### The problem
Pick out every line of the material below that contains the word "railing" and copy each of those lines in full.

◇ ◇ ◇ ◇

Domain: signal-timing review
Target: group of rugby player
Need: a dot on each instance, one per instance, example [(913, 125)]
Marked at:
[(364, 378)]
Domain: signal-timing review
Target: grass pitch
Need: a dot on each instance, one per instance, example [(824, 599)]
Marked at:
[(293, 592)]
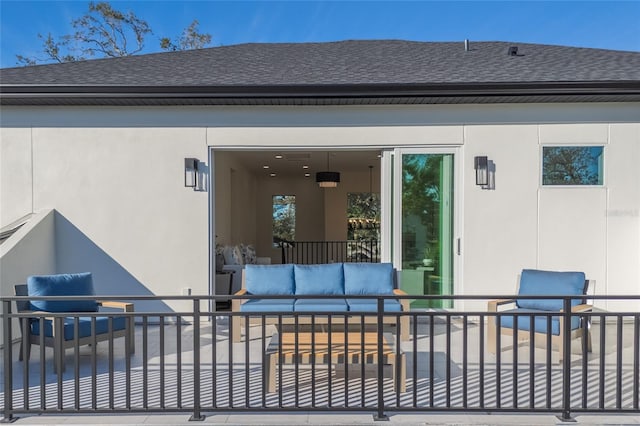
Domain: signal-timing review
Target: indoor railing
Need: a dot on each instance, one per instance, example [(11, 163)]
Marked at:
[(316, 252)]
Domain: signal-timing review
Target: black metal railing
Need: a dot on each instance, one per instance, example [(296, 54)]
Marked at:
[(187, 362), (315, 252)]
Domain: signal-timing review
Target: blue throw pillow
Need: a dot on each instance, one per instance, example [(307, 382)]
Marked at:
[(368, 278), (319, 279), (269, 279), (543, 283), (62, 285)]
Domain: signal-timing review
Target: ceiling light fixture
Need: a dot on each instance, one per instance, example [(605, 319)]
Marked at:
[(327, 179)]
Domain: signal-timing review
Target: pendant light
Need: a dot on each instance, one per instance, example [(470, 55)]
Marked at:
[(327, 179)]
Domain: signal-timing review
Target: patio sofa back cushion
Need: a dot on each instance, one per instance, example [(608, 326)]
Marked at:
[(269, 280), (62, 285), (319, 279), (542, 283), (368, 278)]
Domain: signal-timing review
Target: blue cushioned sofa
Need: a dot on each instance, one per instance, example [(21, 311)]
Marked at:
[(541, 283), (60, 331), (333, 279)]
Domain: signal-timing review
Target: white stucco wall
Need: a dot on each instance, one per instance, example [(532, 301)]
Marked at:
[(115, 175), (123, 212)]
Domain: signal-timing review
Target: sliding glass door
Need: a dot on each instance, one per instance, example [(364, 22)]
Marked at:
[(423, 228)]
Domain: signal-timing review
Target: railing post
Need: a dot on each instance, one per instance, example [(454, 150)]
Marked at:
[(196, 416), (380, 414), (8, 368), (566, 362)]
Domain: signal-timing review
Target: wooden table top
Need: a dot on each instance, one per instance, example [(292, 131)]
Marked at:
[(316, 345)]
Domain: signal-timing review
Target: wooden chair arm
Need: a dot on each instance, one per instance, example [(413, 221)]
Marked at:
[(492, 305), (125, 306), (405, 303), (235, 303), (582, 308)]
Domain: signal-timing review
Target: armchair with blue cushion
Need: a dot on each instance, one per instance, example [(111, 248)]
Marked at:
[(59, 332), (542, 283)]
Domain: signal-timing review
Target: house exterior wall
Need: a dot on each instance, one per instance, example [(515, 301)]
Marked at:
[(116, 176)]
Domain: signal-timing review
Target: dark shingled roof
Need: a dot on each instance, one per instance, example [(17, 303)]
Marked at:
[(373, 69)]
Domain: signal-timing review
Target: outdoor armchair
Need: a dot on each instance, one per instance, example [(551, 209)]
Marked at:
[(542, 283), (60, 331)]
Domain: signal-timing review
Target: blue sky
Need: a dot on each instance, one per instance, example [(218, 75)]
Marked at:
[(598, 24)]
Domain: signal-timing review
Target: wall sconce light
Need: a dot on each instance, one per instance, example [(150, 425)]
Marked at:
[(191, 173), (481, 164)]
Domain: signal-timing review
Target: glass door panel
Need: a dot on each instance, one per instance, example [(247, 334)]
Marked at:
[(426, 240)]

◇ ◇ ◇ ◇

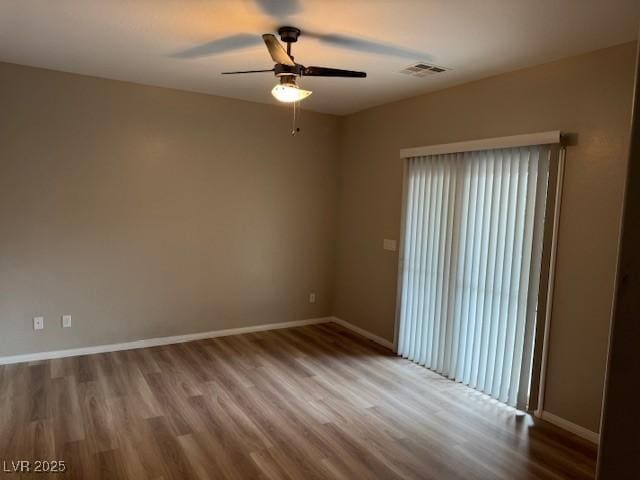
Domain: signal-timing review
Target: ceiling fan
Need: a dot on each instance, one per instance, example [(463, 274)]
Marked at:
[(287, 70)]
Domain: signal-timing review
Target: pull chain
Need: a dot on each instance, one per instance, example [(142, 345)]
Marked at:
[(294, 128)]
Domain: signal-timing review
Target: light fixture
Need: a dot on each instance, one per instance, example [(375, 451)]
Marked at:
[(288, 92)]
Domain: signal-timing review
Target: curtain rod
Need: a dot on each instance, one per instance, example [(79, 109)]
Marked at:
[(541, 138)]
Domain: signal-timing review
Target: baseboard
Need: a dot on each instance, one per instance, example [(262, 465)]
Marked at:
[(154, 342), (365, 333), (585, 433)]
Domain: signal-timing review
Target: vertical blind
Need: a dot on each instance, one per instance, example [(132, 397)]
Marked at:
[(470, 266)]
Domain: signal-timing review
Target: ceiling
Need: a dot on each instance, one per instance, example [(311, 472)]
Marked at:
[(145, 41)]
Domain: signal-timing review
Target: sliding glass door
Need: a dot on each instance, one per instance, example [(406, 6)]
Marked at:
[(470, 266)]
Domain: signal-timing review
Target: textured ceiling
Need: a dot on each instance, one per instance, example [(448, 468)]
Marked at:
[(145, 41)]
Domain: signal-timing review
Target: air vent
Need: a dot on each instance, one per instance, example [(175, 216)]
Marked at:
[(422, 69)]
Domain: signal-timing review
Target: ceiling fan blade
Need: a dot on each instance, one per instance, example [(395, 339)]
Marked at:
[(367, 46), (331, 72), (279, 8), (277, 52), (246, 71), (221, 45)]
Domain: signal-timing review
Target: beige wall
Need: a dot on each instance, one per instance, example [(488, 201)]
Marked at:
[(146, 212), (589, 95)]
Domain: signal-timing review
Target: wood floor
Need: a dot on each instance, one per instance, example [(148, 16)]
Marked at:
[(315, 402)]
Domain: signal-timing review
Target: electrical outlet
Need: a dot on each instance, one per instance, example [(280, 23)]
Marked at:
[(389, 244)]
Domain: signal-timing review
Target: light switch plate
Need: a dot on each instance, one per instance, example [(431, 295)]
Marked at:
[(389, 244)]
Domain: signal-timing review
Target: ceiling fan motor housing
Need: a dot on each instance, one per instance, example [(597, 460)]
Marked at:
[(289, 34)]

◇ ◇ ◇ ◇

### Result below
Target: indoor railing
Target: black metal railing
Target: railing post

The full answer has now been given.